Source document:
----
Your functions must certainly be using the cdecl calling convention (http://en.wikipedia.org/wiki/X86_calling_conventions#cdecl). This pushes arguments on the stack in reverse order, from right to left, ensuring that the last argument can be easily located (top of the stack) and used to interpret the remainder, such as a printf format string. It is also the responsibility of the caller to clean up the stack, which is a bit less compact than the function itself doing so (as in pascal/stdcall convention), but ensures that variable argument lists can be used, and implies that trailing arguments can be ignored.
Here I found an example of how varargs can be used in C.
#include <stdarg.h>
double average(int count, ...)
{
va_list ap;
int j;
double tot = 0;
va_start(ap, count); //Requires the last fixed parameter (to get the address)
for(j=0; j<count; j++)
tot+=va_arg(ap, double); //Requires the type to cast to. Increments ap to the next argument.
va_end(ap);
return tot/count;
}
I can understand this example only to some extent.
It is not clear to me why we use va_start(ap, count);. As far as I understand, in this way we set the iterator to its first element. But why it is not set to the beginning by default?
It is not clear to me why we need to give count as an argument. Can't C automatically determine the number of the arguments?
It is not clear to me why we use va_end(ap). What does it change? Does it set the iterator to the end of the list? But is it not set to the end of the list by the loop? Moreover, why do we need it? We do not use ap anymore; why do we want to change it?
Remember that arguments are passed on the stack. The va_start function contains the "magic" code to initialize the va_list with the correct stack pointer. It must be passed the last named argument in the function declaration or it will not work.
What va_arg does is use this saved stack pointer, and extract the correct amount of bytes for the type provided, and then modify ap so it points to the next argument on the stack.
In reality these functions (va_start, va_arg and va_end) are not actually functions, but implemented as preprocessor macros. The actual implementation also depends on the compiler, as different compilers can have different layout of the stack and how it pushes arguments on the stack.
But why it is not set to the beginning by default?
Maybe because of historical reasons from when compilers weren't smart enough. Maybe because you might have a varargs function prototype which doesn't actually care about the varargs and setting up varargs happens to be expensive on that particular system. Maybe because of more complex operations where you do va_copy or maybe you want to restart working with the arguments multiple times and call va_start multiple times.
The short version is: because the language standard says so.
Second, it is not clear to me why we need to give count as an argument. Can't C++ automatically determine the number of the arguments?
That's not what all that count is. It is the last named argument to the function. va_start needs it to figure out where the varargs are. Most likely this is for historical reasons on old compilers. I can't see why it couldn't be implemented differently today.
As the second part of your question: no, the compiler doesn't know how many arguments were sent to the function. It might not even be in the same compilation unit or even the same program and the compiler doesn't know how the function will be called. Imagine a library with a varargs function like printf. When you compile your libc the compiler doesn't know when and how programs will call printf. On most ABIs (ABI is the conventions for how functions are called, how arguments are passed, etc) there is no way to find out how many arguments a function call got. It's wasteful to include that information in a function call and it's almost never needed. So you need to have a way to tell the varargs function how many arguments it got. Accessing va_arg beyond the number of arguments that were actually passed is undefined behavior.
----
Dataset extract:
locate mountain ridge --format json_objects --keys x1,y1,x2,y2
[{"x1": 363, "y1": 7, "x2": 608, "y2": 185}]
----
Your tasks:
1 – Condense the paragraph of the C varargs discussion that begins "As the second part of your question" into a short bulleted list that keeps its main facts.
2 – Return, unchanged, the part of the C varargs discussion that opens with the words containing "Your functions must" and closes with "average(int count, ...)".
This material is unrelated to the C varargs discussion.

Outputs by task:
1 –
- The compiler does not know how many arguments were sent to a function.
- The function might be in a different compilation unit or even a different program, so the compiler cannot know how it will be called. For example, when libc is compiled, the compiler cannot know when or how programs will call printf.
- On most ABIs, which are the conventions for calling functions and passing arguments, a function has no way to find out how many arguments a call gave it.
- Including that information in a call would be wasteful, and it is almost never needed.
- A varargs function therefore needs some other way to be told how many arguments it received.
- Accessing va_arg beyond the number of arguments actually passed is undefined behavior.

2 –
Your functions must certainly be using the cdecl calling convention (http://en.wikipedia.org/wiki/X86_calling_conventions#cdecl). This pushes arguments on the stack in reverse order, from right to left, ensuring that the last argument can be easily located (top of the stack) and used to interpret the remainder, such as a printf format string. It is also the responsibility of the caller to clean up the stack, which is a bit less compact than the function itself doing so (as in pascal/stdcall convention), but ensures that variable argument lists can be used, and implies that trailing arguments can be ignored.
Here I found an example of how varargs can be used in C.
#include <stdarg.h>
double average(int count, ...)